### PAGE TEXT
>> begin
Read your post with interest. Going to go out on a limb by your description and guess that you are a teacher/professor of a College. Anyways, our interests are similar and I just started a new business and went right out and incorporated it. It is very cheap to do, you can do it online by yourself and be ready to go within a couple of days. If you choose a sole proprietorship and you want to name your business, you have to apply for a name search. I'm almost certain this can be done online as well. I believe you choose three names and go hunting. They tell you which one you can use. I believe incorporating is better, because of taxation and it isolates business from personal as far as liability. Don't get me wrong, if someone wants to sue you, they will come after you no matter what. You will also want to apply for an HST number if you think you will do over $30,000 for the year. With your full time job as a backdrop, my advice would be to keep it small. More work = more headaches. Not my first time at the rodeo. I have done this before and don't quote me on anything. Like everything else, do the homework. Sounds like you have a good thing going on. Good Luck


----------



## sharbit (Apr 26, 2012)

With a propriotorship you can keep them in the same account or seperate them. In regards to book keeping it would be easier if they are seperate. If you do seperate your accounts try and just get a personal account - the fees on a business account are quite excessive IMO. I'm with CIBC and my banking charges expense for my corp last year was 167$. Don't incorporate until you have to or your at the top tax bracket unless you know how to do the book keeping and filing on your own.

If you have foot traffic to your business you may have to get a business licence from your municipal government. There's usally a minor and a major business licence. You'll have to read up on it. It may not even be required.

Other then that you're all set. The only other detail - if you have more then 30,000 in revenue in one 4 month period you need to begin to remit GST. At that point you may want to get an accountant.

Good luck!


----------



## A320 (Sep 15, 2010)

Nope not an educator 'SlowandSteady60'! Good guess though (or is it, I thought profs never stopped!)

'Sharbit' you state not to incorporate until at the top tax bracket. Currently I am practically taxed to the fullest extent (1 bracket left federally from 26% to 29% for income above $132k), so as a proprietorship, as I understand, the additional income is simply added and filed under my current income tax therefore I will theoretically be 'taxed out, but on the other hand, my spouse is not in the top bracket so perhaps she can claim this income solely?


----------



## sharbit (Apr 26, 2012)

I was simply referring to the extra cost of incorporation. I do all the filing myself and its about 400$/yr + time. If you have to get an accountant they will charge you ~1000-1500 (I'm just guessing). There’s also significant cost for disposal or winding down of a corporation. This may be in excess of any tax savings and therefore depends how badly you wanted the tax deferral. Originally I was planning to go back to school for an MBA so the tax deferral made sense. Now I'm not so sure and have to think what to do with the money. It really depends how much you think you'll make.

Also, since I can read minds over the internet: keep in mind investing such as stock market activity is taxed harshly in small corporations to deter this type of tax avoidance. Most extra tax is refunded however its not a simple situation where any benifit is clear.

As for income splitting, I don't really know enough to give you good info on that. I have lots of knowledge in the area I just don't know if its correct because I've never applied it. I'm sure there's lots of other smarty pants people on here that can answer that though.


----------



## A320 (Sep 15, 2010)
>> end
### EXERCISE INSTRUCTIONS
(1) In the thread on starting a small business, reproduce the passage from "If you have foot" to "profs never stopped!)" word for word.
(2) In the thread on starting a small business, what does sharbit give as last year's banking charges expense for the corporation?
These entries come from a separate source.

Entries from a point annotation set
>> begin
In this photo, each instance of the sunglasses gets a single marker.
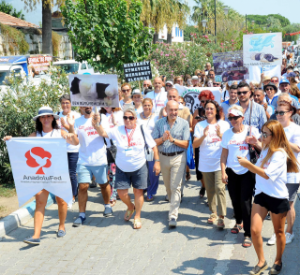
(233, 118)
(281, 113)
(128, 117)
(265, 135)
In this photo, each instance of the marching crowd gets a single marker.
(249, 143)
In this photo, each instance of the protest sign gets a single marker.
(229, 67)
(190, 95)
(39, 63)
(94, 90)
(37, 164)
(268, 70)
(262, 49)
(137, 71)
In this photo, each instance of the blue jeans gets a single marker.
(72, 159)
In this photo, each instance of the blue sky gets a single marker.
(289, 9)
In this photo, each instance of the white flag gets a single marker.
(37, 164)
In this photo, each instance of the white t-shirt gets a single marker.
>> end
### RESPONSES BY TASK
(1)
If you have foot traffic to your business you may have to get a business licence from your municipal government. There's usally a minor and a major business licence. You'll have to read up on it. It may not even be required.

Other then that you're all set. The only other detail - if you have more then 30,000 in revenue in one 4 month period you need to begin to remit GST. At that point you may want to get an accountant.

Good luck!


----------



## A320 (Sep 15, 2010)

Nope not an educator 'SlowandSteady60'! Good guess though (or is it, I thought profs never stopped!)

(2) 167$